Quel est le rôle de l’association ATD Quart Monde ?

ATD Quart Monde est une organisation internationale qui existe depuis un peu plus de 60 ans. Elle a été créée par le prêtre catholique, Joseph Wresinsk, qui habitait la cité de Noisy-le-Grand, en France. Il vient d’une famille pauvre et il a vécu auprès des pauvres. C’est ainsi qu’il a eu l’idée de mettre sur pied cette organisation, présente aujourd’hui dans une quarantaine de pays.

Cassam Uteem qui est le président d’ATD Quart Monde à Maurice explique qu’il faut donner la parole aux pauvres. « Ils savent ce qu’ils vivent et ils connaissent leurs besoins mieux que personne d’autre. On ne pourra avoir une politique d’éradication de la pauvreté si on n’est pas à l’écoute des pauvres. » L’ancien président de la République ajoute que combattre la pauvreté n’est pas une question de charité. « Selon le mouvement ATD Quart Monde, combattre la misère commence avant tout par une question de droits. Les pauvres ont tous les droits comme tout autre individu. C’est à travers ces droits que ce problème pourra être résolu. La lutte contre la pauvreté, c’est la lutte pour les droits de l’homme, le droit à la vie, à la nourriture, au travail et au salaire adéquat, entre autres. »

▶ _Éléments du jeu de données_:
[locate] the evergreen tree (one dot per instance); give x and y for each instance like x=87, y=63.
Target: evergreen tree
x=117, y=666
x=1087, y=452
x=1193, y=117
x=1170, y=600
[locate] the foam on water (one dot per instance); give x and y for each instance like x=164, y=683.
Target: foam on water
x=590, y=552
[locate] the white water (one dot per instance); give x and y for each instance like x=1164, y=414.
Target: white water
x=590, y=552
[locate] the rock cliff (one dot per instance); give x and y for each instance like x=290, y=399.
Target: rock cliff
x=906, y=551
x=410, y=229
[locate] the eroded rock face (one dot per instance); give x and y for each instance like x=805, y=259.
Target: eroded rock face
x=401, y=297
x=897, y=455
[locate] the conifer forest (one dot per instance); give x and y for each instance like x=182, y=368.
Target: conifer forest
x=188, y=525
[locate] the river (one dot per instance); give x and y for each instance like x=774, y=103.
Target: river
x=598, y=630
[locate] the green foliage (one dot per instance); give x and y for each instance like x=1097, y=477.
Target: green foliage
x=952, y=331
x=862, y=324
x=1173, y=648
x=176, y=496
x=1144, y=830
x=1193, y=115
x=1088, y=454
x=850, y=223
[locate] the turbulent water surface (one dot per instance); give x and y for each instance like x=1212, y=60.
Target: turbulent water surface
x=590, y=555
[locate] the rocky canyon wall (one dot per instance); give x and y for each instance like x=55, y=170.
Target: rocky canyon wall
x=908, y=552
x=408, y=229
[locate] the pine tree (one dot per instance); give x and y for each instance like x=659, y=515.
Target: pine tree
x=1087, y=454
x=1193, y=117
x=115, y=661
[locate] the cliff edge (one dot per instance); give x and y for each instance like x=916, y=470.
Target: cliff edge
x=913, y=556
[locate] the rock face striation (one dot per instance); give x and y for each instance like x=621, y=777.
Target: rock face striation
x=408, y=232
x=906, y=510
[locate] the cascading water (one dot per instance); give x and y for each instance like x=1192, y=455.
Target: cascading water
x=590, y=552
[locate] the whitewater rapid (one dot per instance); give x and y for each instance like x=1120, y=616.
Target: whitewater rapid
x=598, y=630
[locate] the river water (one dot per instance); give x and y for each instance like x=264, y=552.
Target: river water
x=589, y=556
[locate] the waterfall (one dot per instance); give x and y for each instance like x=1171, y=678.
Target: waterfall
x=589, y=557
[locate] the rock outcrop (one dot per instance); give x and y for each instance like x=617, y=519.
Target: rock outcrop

▶ _Consignes_:
a - Traduisez en anglais cette phrase du texte sur ATD Quart Monde : « ATD Quart Monde est une organisation internationale qui existe depuis un peu plus de 60 ans. »
b - Extrayez du texte sur ATD Quart Monde le passage allant de « ATD Quart Monde est » jusqu'à « quarantaine de pays. » inclus.
Les enregistrements proviennent d'une autre source.

▶ _Réponses_:
a - ATD Fourth World is an international organization that has existed for a little over 60 years.

b -
ATD Quart Monde est une organisation internationale qui existe depuis un peu plus de 60 ans. Elle a été créée par le prêtre catholique, Joseph Wresinsk, qui habitait la cité de Noisy-le-Grand, en France. Il vient d’une famille pauvre et il a vécu auprès des pauvres. C’est ainsi qu’il a eu l’idée de mettre sur pied cette organisation, présente aujourd’hui dans une quarantaine de pays.